» What you need to do
Print the rows below from the very first one through the one holding "[394, 124, 422, 156]", both ends included, without changing a single character.

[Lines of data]
------------------------------------------------------------------------
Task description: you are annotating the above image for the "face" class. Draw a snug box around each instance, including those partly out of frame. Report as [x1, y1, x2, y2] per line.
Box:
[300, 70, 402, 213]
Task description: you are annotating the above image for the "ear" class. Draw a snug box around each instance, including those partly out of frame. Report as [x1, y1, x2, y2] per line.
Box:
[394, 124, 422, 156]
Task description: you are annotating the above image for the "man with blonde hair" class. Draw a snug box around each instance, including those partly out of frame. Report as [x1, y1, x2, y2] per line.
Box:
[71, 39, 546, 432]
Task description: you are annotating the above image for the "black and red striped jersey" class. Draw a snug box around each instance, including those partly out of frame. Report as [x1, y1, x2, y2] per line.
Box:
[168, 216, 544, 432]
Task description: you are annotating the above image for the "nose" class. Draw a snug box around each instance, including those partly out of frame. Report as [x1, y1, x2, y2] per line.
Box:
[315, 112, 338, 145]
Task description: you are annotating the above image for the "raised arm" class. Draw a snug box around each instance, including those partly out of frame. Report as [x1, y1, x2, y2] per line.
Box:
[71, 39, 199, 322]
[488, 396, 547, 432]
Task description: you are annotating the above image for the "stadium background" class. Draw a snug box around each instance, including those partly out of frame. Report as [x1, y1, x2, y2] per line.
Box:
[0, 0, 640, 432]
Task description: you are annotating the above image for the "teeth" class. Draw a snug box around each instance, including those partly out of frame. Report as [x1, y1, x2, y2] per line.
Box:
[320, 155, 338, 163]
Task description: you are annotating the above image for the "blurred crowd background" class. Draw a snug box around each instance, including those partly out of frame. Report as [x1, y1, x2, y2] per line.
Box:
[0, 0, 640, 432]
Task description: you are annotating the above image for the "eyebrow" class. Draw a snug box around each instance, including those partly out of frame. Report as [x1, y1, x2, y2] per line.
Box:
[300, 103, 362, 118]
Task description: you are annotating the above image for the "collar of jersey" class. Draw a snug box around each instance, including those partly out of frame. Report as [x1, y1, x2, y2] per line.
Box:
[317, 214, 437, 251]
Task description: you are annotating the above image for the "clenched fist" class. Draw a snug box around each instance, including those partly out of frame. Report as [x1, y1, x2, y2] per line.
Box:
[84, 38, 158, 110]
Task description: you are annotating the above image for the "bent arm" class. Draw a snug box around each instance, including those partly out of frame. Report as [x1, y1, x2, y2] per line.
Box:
------------------------------------------------------------------------
» Full answer
Task description: you are annotating the above image for the "face" class. Draw a snug box around each instance, including those partly out of frame. Report as [x1, y1, x2, y2] per line.
Box:
[300, 70, 402, 213]
Task description: you are annotating the above image for the "ear" class. Draw a snug box around each instance, including those partly out of frame. Report as [x1, y1, x2, y2] per line.
Box:
[394, 124, 422, 156]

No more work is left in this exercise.